(Object-pointing dataset rows)
━━━

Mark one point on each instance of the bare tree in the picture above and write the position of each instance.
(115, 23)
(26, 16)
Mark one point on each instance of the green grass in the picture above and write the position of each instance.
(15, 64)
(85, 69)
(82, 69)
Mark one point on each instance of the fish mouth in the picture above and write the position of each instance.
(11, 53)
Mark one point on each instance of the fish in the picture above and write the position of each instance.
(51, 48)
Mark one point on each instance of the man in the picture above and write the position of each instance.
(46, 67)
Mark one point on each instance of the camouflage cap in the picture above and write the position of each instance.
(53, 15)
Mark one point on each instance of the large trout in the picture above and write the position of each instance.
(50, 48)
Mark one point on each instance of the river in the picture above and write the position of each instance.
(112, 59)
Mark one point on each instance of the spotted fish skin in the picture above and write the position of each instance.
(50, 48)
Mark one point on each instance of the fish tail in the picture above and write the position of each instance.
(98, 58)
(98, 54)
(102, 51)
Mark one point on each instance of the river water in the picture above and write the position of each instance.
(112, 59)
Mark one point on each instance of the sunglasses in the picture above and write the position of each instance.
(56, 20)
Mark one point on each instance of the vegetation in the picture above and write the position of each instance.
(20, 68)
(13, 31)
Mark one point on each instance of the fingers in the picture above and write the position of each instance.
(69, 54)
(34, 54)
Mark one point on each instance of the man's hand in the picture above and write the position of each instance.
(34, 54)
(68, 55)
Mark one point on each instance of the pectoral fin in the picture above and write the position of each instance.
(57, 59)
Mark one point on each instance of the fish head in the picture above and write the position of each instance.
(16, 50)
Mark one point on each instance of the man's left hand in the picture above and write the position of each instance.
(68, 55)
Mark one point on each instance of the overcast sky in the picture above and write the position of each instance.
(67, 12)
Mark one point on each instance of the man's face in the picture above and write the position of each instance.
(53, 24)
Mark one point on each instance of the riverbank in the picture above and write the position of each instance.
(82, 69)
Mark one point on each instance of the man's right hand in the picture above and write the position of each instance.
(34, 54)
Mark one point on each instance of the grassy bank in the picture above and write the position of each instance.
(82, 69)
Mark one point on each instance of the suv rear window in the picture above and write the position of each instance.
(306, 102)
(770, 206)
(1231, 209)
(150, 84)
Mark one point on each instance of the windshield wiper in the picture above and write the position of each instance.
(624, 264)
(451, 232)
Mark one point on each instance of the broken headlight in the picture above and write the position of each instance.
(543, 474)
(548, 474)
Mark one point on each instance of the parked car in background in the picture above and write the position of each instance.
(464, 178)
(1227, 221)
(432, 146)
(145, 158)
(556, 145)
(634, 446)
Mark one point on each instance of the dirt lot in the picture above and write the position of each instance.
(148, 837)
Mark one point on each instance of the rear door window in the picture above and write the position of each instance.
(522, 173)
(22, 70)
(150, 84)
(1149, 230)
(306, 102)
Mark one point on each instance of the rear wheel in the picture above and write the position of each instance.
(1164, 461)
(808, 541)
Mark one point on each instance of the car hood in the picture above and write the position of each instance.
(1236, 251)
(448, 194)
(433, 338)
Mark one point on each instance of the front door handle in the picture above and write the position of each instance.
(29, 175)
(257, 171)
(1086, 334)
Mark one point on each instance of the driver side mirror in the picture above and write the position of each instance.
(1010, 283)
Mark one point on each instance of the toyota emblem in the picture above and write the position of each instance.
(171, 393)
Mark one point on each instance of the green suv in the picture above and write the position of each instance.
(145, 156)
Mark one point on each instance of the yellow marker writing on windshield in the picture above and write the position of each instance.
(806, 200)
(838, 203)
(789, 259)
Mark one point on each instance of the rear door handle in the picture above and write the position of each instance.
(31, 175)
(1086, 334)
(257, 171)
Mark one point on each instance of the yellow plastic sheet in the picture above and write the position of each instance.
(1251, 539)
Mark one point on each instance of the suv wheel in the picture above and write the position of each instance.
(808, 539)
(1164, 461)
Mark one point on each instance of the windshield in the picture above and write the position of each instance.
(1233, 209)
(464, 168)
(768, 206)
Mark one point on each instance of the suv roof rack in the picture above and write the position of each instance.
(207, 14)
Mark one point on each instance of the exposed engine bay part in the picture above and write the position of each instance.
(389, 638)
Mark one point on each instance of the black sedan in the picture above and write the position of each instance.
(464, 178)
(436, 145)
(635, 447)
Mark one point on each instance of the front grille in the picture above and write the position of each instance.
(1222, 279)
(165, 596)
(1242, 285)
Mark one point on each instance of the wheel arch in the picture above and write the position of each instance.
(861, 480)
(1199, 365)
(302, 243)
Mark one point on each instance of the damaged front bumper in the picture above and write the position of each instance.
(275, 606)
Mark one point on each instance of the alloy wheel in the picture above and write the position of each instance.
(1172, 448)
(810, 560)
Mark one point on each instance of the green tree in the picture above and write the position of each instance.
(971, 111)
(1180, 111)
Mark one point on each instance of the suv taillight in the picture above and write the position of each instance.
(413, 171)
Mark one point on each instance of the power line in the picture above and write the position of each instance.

━━━

What is asked:
Reproduce all of the records above verbatim, from the first line to the last, with no changes.

Task answer:
Mark one point on each instance of the bare tree in the picture above and write the position of each instance.
(115, 23)
(26, 16)
Mark one point on each instance of the green grass in the picture above and write the position of each instance.
(15, 64)
(85, 69)
(82, 69)
Mark one point on each instance of the fish mouth in the picture above and write the position of each instance.
(11, 53)
Mark one point on each instance of the fish in the picture above and write the position of each instance.
(51, 48)
Mark one point on each instance of the man in the picture above and write the position of each instance.
(46, 67)
Mark one point on each instance of the camouflage cap in the picture above and write the position of each instance.
(53, 15)
Mark one point on each instance of the large trout in the picture above and write the position of each instance.
(50, 48)
Mark one point on each instance of the river in the picture above and write the position of each instance.
(112, 59)
Mark one point on each instance of the spotted fish skin in the picture above and write the position of each instance.
(50, 48)
Mark one point on each instance of the fish tail in the picture above and write the position of each instance.
(98, 58)
(98, 54)
(102, 51)
Mark one point on each instance of the river water in the picture above and write the position of each instance.
(112, 59)
Mark one point on each instance of the sunglasses in the picture above and write the position of each instance.
(56, 20)
Mark one point on each instance of the vegetation in the picture above and write the position of each instance.
(20, 68)
(13, 31)
Mark one point on each instance of the fingers in the picture above and write the position of each instance.
(69, 54)
(34, 54)
Mark one point on each instance of the man's hand in the picture above and write the position of each instance.
(34, 54)
(68, 55)
Mark one point on each instance of the pectoral fin in the picture above and write the position of each instance.
(57, 59)
Mark one point on each instance of the fish head in the picture above and write the position of each instance.
(16, 50)
Mark one point on each instance of the man's left hand in the picture above and write the position of each instance.
(68, 55)
Mark one point on each instance of the overcast sky in the picture above and write the position of each instance.
(67, 12)
Mark one point on each instance of the man's face in the picture above and write the position of each instance.
(53, 24)
Mark one point on each instance of the riverbank in the picture above and write the position of each instance.
(82, 69)
Mark one point on each instance of the man's right hand in the picture above and write the position of each instance.
(34, 54)
Mark one point on each instance of the grassy bank in the picture above and write the position of each instance.
(82, 69)
Mark one point on each instance of the suv rear window in the picture above and write the position of each instance.
(306, 102)
(770, 206)
(1231, 209)
(150, 84)
Mark one point on each instance of the windshield wiper in the picture above and write the position of each instance.
(624, 264)
(451, 232)
Mark one point on each instance of the broken headlight in the picture above and write the position of each instance.
(543, 474)
(548, 474)
Mark one point on each instance of the parked car in background in the picture above and write the position of each instance.
(464, 178)
(1227, 221)
(432, 146)
(145, 158)
(556, 145)
(634, 446)
Mark one point on each instance of the dirt lot in the picture above and write the position of each instance.
(148, 837)
Mark one point on each instance of the rear door window in the picture above and write the position of each instance.
(522, 173)
(22, 70)
(150, 84)
(1149, 230)
(306, 102)
Mark one point on each instance of the rear wheel in the picture above and write the position of each instance.
(1164, 461)
(808, 541)
Mark one point on each instance of the car hood in the picture above and write the position of each instance.
(1236, 251)
(448, 194)
(433, 338)
Mark one point on each instance of the front door handle in the picture above and write the position of each instance.
(29, 175)
(257, 171)
(1086, 334)
Mark one point on each instance of the driver side mirror in the picture above and write the position of each instance.
(1010, 283)
Mark one point on each instance of the toyota emblem in the picture above and write the position of each instance.
(171, 393)
Mark one point on each instance of the green suv in the picture above and write the position of each instance.
(145, 156)
Mark one point on each instance of the yellow marker writing on windshield in the picture above and write the position of each instance.
(806, 200)
(838, 203)
(789, 259)
Mark one point on each instance of the rear door handle in the picture above and write the position of each instance.
(31, 175)
(1086, 334)
(257, 171)
Mark one point on each instance of the yellow plastic sheet in the picture above and write the position of each instance.
(1251, 539)
Mark one point on each instance of the suv wheel in the picture above and write the position of each instance.
(808, 539)
(1164, 461)
Mark one point on each instance of the windshield in the picture above and write the position of each instance.
(1233, 209)
(464, 168)
(768, 206)
Mark one point on each instance of the suv roof rack in the picture above and write the position of each instance.
(207, 14)
Mark one point on each instance of the exposed engine bay part in the picture above and write the position of each instance.
(389, 638)
Mark one point on each instance of the black sedan in the picture above and write the position of each instance.
(464, 178)
(436, 145)
(635, 447)
Mark one point on each instance of the front grille in the picture above and write the position of each instance.
(1222, 279)
(165, 596)
(1242, 285)
Mark one point on each instance of the wheel arch in the picture above and write the position of each instance.
(861, 480)
(1199, 365)
(302, 243)
Mark one point on each instance of the damaged front bumper in the picture above and write the position of each instance.
(275, 606)
Mark one point on each instance of the alloy wheel in the picture above and write the position of each instance.
(1172, 448)
(810, 560)
Mark one point on each instance of the green tree in the picture above and write the position of each instance.
(971, 111)
(1180, 111)
Mark one point on each instance of the suv taillight in the picture above and write the position of each instance.
(413, 171)
Mark one point on each instance of the power line in the picture above and write the position of each instance.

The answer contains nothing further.